• Entries drawn from a collection:
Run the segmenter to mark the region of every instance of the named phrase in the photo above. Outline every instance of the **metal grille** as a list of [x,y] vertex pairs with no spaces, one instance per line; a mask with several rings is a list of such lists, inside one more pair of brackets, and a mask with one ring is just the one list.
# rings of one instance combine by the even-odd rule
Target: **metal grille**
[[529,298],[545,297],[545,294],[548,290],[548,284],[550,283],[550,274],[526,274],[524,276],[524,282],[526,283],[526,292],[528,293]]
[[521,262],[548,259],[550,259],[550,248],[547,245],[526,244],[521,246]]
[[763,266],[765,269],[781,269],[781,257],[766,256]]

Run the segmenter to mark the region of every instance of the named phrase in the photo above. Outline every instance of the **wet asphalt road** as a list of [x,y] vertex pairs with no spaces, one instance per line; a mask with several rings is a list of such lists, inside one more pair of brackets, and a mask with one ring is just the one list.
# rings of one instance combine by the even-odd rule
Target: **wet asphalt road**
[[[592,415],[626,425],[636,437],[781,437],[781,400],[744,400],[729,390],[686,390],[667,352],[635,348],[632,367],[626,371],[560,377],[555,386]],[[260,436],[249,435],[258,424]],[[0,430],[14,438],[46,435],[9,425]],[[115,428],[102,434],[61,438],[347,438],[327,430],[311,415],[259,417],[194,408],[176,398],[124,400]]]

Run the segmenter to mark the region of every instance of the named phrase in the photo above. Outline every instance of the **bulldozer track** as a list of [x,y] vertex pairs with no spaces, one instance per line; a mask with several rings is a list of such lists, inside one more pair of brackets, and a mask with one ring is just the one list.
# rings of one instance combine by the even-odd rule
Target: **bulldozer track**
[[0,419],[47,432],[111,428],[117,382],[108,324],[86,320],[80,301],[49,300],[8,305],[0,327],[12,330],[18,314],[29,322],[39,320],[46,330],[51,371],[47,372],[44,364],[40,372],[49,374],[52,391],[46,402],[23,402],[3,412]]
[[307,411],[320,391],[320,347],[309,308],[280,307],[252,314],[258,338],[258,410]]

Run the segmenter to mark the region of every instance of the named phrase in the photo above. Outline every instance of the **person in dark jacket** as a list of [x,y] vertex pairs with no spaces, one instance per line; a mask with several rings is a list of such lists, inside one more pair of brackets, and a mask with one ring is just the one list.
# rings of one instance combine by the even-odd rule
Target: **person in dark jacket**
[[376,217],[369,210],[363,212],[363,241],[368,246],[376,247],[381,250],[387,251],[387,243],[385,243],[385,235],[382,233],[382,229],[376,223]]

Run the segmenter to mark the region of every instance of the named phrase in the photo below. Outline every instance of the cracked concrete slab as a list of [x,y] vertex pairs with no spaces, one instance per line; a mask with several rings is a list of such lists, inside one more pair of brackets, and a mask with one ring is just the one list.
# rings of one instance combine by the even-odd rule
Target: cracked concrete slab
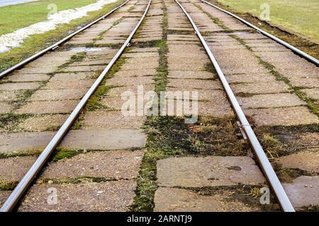
[[232,194],[201,195],[191,190],[160,187],[154,199],[155,212],[251,212],[259,208],[234,200]]

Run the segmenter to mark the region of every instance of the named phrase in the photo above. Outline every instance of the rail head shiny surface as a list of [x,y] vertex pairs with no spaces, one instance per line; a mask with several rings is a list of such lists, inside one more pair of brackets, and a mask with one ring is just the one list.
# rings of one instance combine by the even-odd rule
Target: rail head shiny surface
[[102,71],[101,75],[96,80],[96,81],[90,88],[89,91],[87,91],[87,93],[81,100],[81,101],[72,111],[72,112],[69,116],[65,122],[63,124],[63,125],[61,126],[61,128],[57,131],[57,133],[55,135],[53,138],[45,148],[45,150],[42,152],[42,153],[39,155],[38,159],[33,163],[32,167],[30,168],[30,170],[21,179],[21,181],[16,186],[11,194],[9,196],[9,197],[6,199],[5,203],[0,208],[0,212],[9,212],[11,211],[15,208],[16,205],[22,198],[24,193],[28,189],[30,185],[33,183],[33,180],[37,177],[40,171],[43,169],[45,164],[47,161],[48,158],[50,157],[52,152],[55,150],[57,145],[59,144],[59,143],[62,141],[65,134],[67,133],[69,129],[72,125],[73,122],[77,118],[77,116],[81,112],[82,109],[89,100],[89,98],[93,95],[93,93],[96,90],[98,86],[101,84],[103,79],[105,78],[106,73],[108,72],[108,71],[111,69],[111,68],[115,64],[115,62],[118,59],[122,53],[124,52],[124,49],[130,43],[130,41],[132,40],[133,36],[136,32],[136,30],[140,27],[142,20],[145,18],[146,13],[147,13],[148,9],[150,8],[151,2],[152,0],[150,0],[143,15],[142,16],[137,25],[135,27],[134,30],[128,36],[126,41],[118,51],[114,57],[111,59],[111,61],[106,67],[106,69]]
[[264,153],[264,151],[262,145],[260,145],[260,143],[258,141],[256,135],[254,134],[254,131],[251,128],[249,121],[246,118],[246,116],[245,115],[242,108],[240,107],[238,102],[237,101],[236,97],[235,96],[230,86],[228,84],[228,82],[226,80],[226,78],[225,77],[220,67],[219,66],[216,59],[215,59],[213,52],[211,52],[204,38],[201,35],[199,30],[197,28],[197,26],[196,25],[195,23],[193,21],[191,17],[189,16],[189,14],[186,12],[183,6],[181,6],[181,4],[177,0],[175,0],[175,1],[179,6],[179,7],[181,8],[183,12],[185,13],[187,18],[190,21],[191,25],[195,30],[196,34],[201,40],[201,42],[204,47],[206,53],[208,54],[211,62],[213,63],[217,71],[217,73],[218,74],[218,77],[222,83],[224,90],[226,92],[226,95],[228,97],[228,100],[230,100],[232,107],[235,112],[236,113],[238,120],[242,125],[242,128],[246,133],[246,136],[248,138],[248,141],[252,149],[254,150],[254,153],[256,155],[256,157],[259,163],[261,168],[262,169],[264,174],[265,175],[265,177],[269,182],[270,186],[272,186],[273,191],[274,191],[280,206],[281,206],[283,210],[285,212],[294,212],[295,210],[293,208],[293,206],[292,206],[289,198],[288,198],[288,196],[286,194],[286,191],[284,191],[274,169],[272,168],[272,165],[270,164],[268,158],[267,157],[267,155]]
[[291,44],[290,44],[286,42],[285,41],[281,40],[280,38],[276,37],[276,36],[274,36],[274,35],[272,35],[268,33],[267,32],[266,32],[266,31],[264,31],[264,30],[260,29],[259,28],[258,28],[258,27],[254,25],[253,24],[249,23],[248,21],[244,20],[243,18],[239,17],[238,16],[235,15],[234,13],[230,13],[230,12],[228,12],[228,11],[226,11],[226,10],[225,10],[225,9],[223,9],[223,8],[218,7],[218,6],[215,6],[214,4],[213,4],[210,3],[210,2],[208,2],[208,1],[204,1],[204,0],[201,0],[201,1],[202,2],[203,2],[203,3],[206,4],[208,4],[208,5],[210,5],[211,6],[214,7],[215,8],[217,8],[217,9],[218,9],[218,10],[220,10],[220,11],[224,12],[224,13],[226,13],[226,14],[228,14],[228,15],[233,16],[233,18],[235,18],[237,19],[238,20],[242,22],[242,23],[245,23],[245,25],[247,25],[251,27],[252,28],[253,28],[253,29],[257,30],[258,32],[259,32],[262,33],[262,35],[265,35],[265,36],[267,36],[267,37],[271,38],[272,40],[273,40],[277,42],[278,43],[284,45],[284,47],[286,47],[290,49],[291,50],[292,50],[293,52],[296,52],[296,54],[299,54],[300,56],[302,56],[303,57],[306,58],[307,60],[308,60],[309,61],[310,61],[311,63],[315,64],[316,66],[319,66],[319,60],[318,60],[318,59],[315,59],[315,58],[313,57],[313,56],[311,56],[310,55],[306,54],[306,53],[304,52],[303,51],[302,51],[302,50],[301,50],[301,49],[299,49],[295,47],[294,46],[293,46],[293,45],[291,45]]
[[39,52],[37,52],[36,54],[35,54],[32,55],[31,56],[24,59],[23,61],[21,61],[20,63],[18,63],[18,64],[16,64],[16,65],[14,65],[14,66],[13,66],[9,68],[8,69],[2,71],[1,73],[0,73],[0,79],[1,79],[2,78],[5,77],[6,76],[7,76],[8,74],[11,73],[11,72],[14,71],[15,70],[21,69],[21,67],[23,67],[24,65],[27,64],[28,63],[30,63],[30,62],[34,61],[35,59],[39,58],[40,56],[43,56],[43,54],[45,54],[47,52],[55,50],[61,44],[63,44],[65,42],[69,40],[74,36],[77,35],[77,34],[79,34],[79,32],[82,32],[83,30],[89,28],[91,25],[93,25],[96,24],[96,23],[99,22],[100,20],[105,19],[106,17],[108,16],[110,14],[113,13],[114,11],[116,11],[116,10],[118,10],[118,8],[120,8],[121,7],[122,7],[123,6],[126,4],[130,0],[125,1],[125,2],[123,2],[123,4],[119,5],[118,6],[116,6],[116,8],[112,9],[108,13],[105,14],[104,16],[102,16],[99,18],[98,18],[98,19],[95,20],[94,21],[90,23],[89,24],[85,25],[82,28],[80,28],[79,30],[78,30],[75,31],[74,32],[73,32],[73,33],[69,35],[68,36],[65,37],[62,40],[55,42],[52,45],[51,45],[51,46],[50,46],[50,47],[48,47],[41,50]]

• Written exercise: How many lines of the records above contain the string "Target"? Treat uppercase and lowercase as different, and reply with the number alone.

• Solution: 6